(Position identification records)
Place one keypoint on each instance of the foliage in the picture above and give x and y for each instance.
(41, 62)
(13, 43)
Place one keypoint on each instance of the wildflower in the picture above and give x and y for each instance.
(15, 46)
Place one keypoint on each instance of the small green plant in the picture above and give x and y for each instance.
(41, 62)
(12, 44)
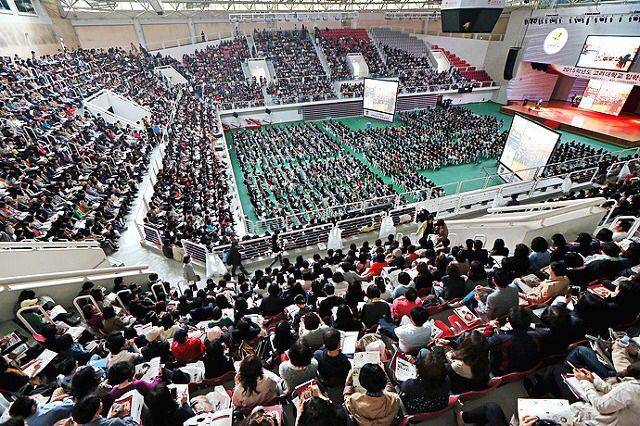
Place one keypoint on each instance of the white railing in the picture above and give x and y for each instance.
(22, 282)
(576, 167)
(148, 234)
(40, 245)
(197, 39)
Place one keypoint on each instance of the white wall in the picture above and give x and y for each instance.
(127, 108)
(471, 50)
(178, 52)
(478, 95)
(28, 262)
(172, 75)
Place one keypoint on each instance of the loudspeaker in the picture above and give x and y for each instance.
(510, 62)
(466, 16)
(539, 66)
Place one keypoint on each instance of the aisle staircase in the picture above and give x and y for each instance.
(321, 56)
(466, 70)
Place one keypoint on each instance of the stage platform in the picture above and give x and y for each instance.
(623, 130)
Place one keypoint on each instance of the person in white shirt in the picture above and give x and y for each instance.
(414, 332)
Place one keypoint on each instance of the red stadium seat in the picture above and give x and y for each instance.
(422, 417)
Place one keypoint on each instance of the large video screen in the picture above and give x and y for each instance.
(529, 145)
(380, 98)
(605, 96)
(614, 53)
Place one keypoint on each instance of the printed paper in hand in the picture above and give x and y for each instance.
(57, 310)
(600, 290)
(466, 315)
(575, 386)
(219, 418)
(524, 287)
(291, 311)
(219, 399)
(36, 365)
(149, 370)
(75, 332)
(349, 342)
(130, 404)
(556, 410)
(405, 370)
(360, 359)
(182, 392)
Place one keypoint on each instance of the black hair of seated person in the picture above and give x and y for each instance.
(320, 412)
(115, 342)
(222, 302)
(162, 406)
(23, 406)
(329, 289)
(404, 278)
(372, 378)
(539, 245)
(273, 290)
(84, 382)
(419, 316)
(331, 339)
(519, 318)
(556, 317)
(13, 421)
(300, 354)
(86, 409)
(167, 321)
(49, 331)
(373, 292)
(573, 260)
(432, 371)
(216, 313)
(521, 251)
(604, 235)
(119, 373)
(66, 366)
(180, 335)
(632, 252)
(311, 321)
(558, 268)
(611, 249)
(249, 372)
(411, 294)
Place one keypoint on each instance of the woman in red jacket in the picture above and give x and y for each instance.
(186, 349)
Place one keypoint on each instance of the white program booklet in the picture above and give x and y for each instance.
(556, 410)
(349, 342)
(405, 370)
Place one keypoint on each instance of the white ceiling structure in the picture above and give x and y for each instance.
(198, 8)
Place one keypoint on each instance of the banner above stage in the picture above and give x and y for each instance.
(588, 73)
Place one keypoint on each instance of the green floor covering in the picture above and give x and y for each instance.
(472, 175)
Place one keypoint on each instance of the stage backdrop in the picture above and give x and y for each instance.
(561, 44)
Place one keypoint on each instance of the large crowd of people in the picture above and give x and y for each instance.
(286, 332)
(428, 140)
(416, 74)
(336, 44)
(300, 76)
(191, 198)
(290, 170)
(66, 174)
(219, 68)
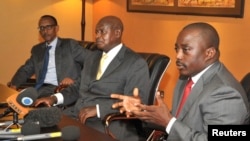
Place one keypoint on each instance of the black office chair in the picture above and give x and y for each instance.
(158, 64)
(245, 82)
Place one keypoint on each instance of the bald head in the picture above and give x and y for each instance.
(207, 31)
(108, 33)
(114, 22)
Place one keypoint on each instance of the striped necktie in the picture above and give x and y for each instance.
(187, 91)
(101, 65)
(44, 69)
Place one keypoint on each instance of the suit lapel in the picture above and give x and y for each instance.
(197, 90)
(95, 66)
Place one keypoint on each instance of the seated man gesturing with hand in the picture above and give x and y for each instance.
(215, 98)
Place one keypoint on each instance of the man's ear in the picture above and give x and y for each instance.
(210, 53)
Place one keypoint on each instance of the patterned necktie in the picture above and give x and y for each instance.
(187, 90)
(44, 69)
(101, 69)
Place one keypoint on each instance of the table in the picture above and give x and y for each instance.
(87, 133)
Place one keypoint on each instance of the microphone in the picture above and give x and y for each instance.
(45, 116)
(67, 133)
(30, 128)
(10, 131)
(5, 123)
(20, 102)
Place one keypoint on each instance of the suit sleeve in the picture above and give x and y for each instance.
(24, 72)
(137, 76)
(224, 106)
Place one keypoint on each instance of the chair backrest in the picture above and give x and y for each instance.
(157, 63)
(245, 82)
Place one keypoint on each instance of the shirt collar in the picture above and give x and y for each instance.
(114, 50)
(197, 76)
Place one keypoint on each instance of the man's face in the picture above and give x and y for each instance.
(47, 29)
(106, 37)
(190, 49)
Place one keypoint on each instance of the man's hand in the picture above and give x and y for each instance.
(128, 103)
(48, 101)
(87, 113)
(66, 81)
(158, 114)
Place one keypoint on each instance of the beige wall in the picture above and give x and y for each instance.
(157, 32)
(143, 32)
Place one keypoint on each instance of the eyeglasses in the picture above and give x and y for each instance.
(47, 27)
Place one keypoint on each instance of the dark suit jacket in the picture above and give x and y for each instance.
(68, 58)
(217, 98)
(126, 71)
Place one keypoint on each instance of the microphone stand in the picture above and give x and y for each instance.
(15, 118)
(15, 121)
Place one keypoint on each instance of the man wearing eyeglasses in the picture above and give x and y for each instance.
(61, 66)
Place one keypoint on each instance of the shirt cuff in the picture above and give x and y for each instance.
(170, 124)
(59, 97)
(98, 110)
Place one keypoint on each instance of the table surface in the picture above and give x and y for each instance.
(87, 133)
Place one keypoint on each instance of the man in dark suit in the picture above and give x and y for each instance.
(65, 60)
(122, 71)
(216, 97)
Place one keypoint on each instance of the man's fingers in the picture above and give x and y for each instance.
(136, 92)
(159, 98)
(117, 104)
(117, 96)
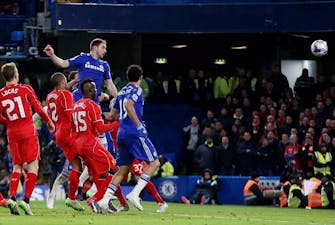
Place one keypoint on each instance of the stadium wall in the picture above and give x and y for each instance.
(172, 188)
(246, 17)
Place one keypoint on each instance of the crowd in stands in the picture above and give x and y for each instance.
(249, 123)
(257, 124)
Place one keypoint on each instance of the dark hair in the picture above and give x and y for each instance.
(56, 78)
(72, 75)
(84, 85)
(97, 42)
(8, 71)
(134, 73)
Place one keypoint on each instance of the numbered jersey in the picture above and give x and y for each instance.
(89, 67)
(137, 167)
(16, 101)
(85, 114)
(60, 104)
(135, 94)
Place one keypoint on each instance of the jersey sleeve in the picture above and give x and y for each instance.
(67, 100)
(135, 95)
(107, 73)
(77, 60)
(95, 115)
(35, 103)
(95, 112)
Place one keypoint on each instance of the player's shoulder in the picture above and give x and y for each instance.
(84, 54)
(25, 87)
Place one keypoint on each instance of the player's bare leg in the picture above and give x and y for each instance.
(133, 196)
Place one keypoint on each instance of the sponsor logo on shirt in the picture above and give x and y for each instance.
(168, 189)
(93, 67)
(10, 91)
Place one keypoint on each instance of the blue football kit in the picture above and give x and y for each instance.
(96, 69)
(132, 142)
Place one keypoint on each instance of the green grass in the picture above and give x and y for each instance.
(177, 214)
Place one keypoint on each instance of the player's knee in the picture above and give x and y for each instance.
(103, 176)
(154, 164)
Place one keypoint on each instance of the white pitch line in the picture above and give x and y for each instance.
(239, 218)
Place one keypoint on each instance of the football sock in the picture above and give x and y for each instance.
(151, 189)
(92, 190)
(30, 184)
(118, 193)
(141, 183)
(102, 185)
(83, 177)
(73, 183)
(108, 194)
(14, 183)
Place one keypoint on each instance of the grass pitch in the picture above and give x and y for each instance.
(176, 214)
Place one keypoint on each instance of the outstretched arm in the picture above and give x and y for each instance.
(111, 87)
(49, 51)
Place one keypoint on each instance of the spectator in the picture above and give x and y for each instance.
(205, 191)
(225, 158)
(323, 160)
(296, 197)
(254, 194)
(264, 158)
(205, 155)
(208, 119)
(304, 88)
(165, 168)
(246, 151)
(279, 82)
(292, 150)
(190, 143)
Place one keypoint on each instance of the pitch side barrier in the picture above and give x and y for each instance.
(230, 192)
(172, 188)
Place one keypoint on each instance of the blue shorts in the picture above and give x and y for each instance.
(135, 147)
(77, 95)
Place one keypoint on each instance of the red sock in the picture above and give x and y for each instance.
(14, 183)
(102, 185)
(118, 193)
(30, 184)
(151, 189)
(73, 183)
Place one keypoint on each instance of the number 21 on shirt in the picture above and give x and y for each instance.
(11, 108)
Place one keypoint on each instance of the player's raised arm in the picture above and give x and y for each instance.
(62, 63)
(111, 87)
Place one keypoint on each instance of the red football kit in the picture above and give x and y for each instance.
(88, 125)
(16, 103)
(60, 104)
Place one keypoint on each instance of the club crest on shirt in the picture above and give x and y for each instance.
(168, 189)
(93, 67)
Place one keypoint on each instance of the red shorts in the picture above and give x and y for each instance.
(97, 159)
(24, 150)
(68, 147)
(137, 167)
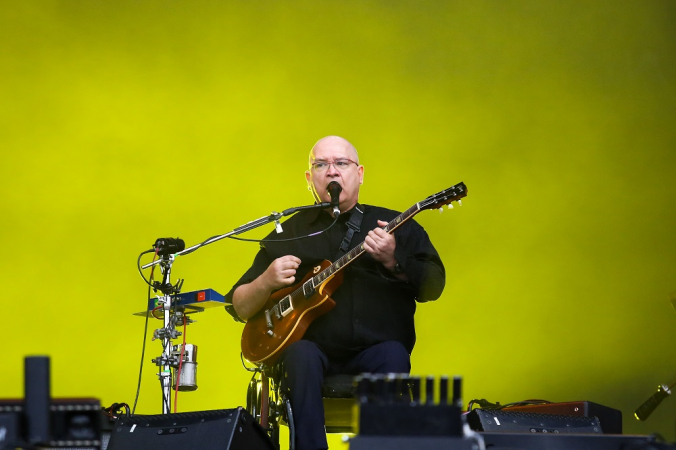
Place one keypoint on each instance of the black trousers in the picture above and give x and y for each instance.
(305, 366)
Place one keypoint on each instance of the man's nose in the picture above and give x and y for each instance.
(332, 171)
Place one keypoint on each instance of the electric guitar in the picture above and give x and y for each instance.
(289, 311)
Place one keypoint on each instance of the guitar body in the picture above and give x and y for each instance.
(259, 346)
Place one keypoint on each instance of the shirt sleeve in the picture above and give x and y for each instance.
(421, 262)
(260, 264)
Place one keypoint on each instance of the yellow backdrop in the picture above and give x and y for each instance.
(125, 121)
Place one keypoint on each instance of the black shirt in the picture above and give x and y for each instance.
(372, 306)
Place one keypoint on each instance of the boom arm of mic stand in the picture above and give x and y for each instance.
(246, 227)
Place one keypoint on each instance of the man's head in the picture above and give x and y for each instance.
(334, 159)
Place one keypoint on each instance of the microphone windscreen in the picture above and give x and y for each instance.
(647, 408)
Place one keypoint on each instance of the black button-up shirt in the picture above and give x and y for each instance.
(372, 306)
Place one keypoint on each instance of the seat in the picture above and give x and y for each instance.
(269, 406)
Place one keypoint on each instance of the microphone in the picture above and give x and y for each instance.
(649, 406)
(334, 191)
(168, 246)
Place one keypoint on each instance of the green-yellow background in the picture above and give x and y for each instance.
(125, 121)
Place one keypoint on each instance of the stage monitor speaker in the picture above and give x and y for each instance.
(37, 397)
(609, 418)
(496, 420)
(221, 429)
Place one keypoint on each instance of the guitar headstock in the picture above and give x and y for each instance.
(445, 197)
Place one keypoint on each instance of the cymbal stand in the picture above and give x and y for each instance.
(166, 361)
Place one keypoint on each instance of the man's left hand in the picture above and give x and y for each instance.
(380, 245)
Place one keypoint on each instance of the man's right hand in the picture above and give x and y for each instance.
(281, 272)
(249, 298)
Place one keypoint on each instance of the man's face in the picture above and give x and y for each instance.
(346, 172)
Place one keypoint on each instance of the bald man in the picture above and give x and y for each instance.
(371, 329)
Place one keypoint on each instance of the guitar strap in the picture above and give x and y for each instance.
(352, 226)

_What to produce:_
Everything from the line with "Place one keypoint on each instance of the green-yellow" to the end of the listing above needs to be duplicated exactly, both end lines included, with nothing more.

_Task result:_
Place one keypoint on each instance of the green-yellow background in the picture above and give x and y for each instance.
(125, 121)
Place one keypoint on each instance of the stage monitor speaker in the picture above and give x and y for each instance.
(37, 397)
(609, 418)
(496, 420)
(221, 429)
Place one keypoint on each instance of the guitar headstock in the picture above and give x and y for each instance.
(445, 197)
Place one keypoint on each instance of the cymbal stand in the picture above and give x and y for each instance.
(166, 361)
Place one keypoint on each instance of the man's left hand in the picture above and give x and y for each instance.
(380, 245)
Place one keypoint on each instance of the man's right hand in the picture above and give x and y for each instance.
(281, 272)
(249, 298)
Place one keypoint on each instance of the man's face in the picture above and give x and y for each instance.
(346, 172)
Place one keypoint on each instance of the bald man in the picture above and give x and y for each instance.
(371, 329)
Place one keypoint on each instance of the guitar strap in the picture above and give x and y for each instance.
(352, 226)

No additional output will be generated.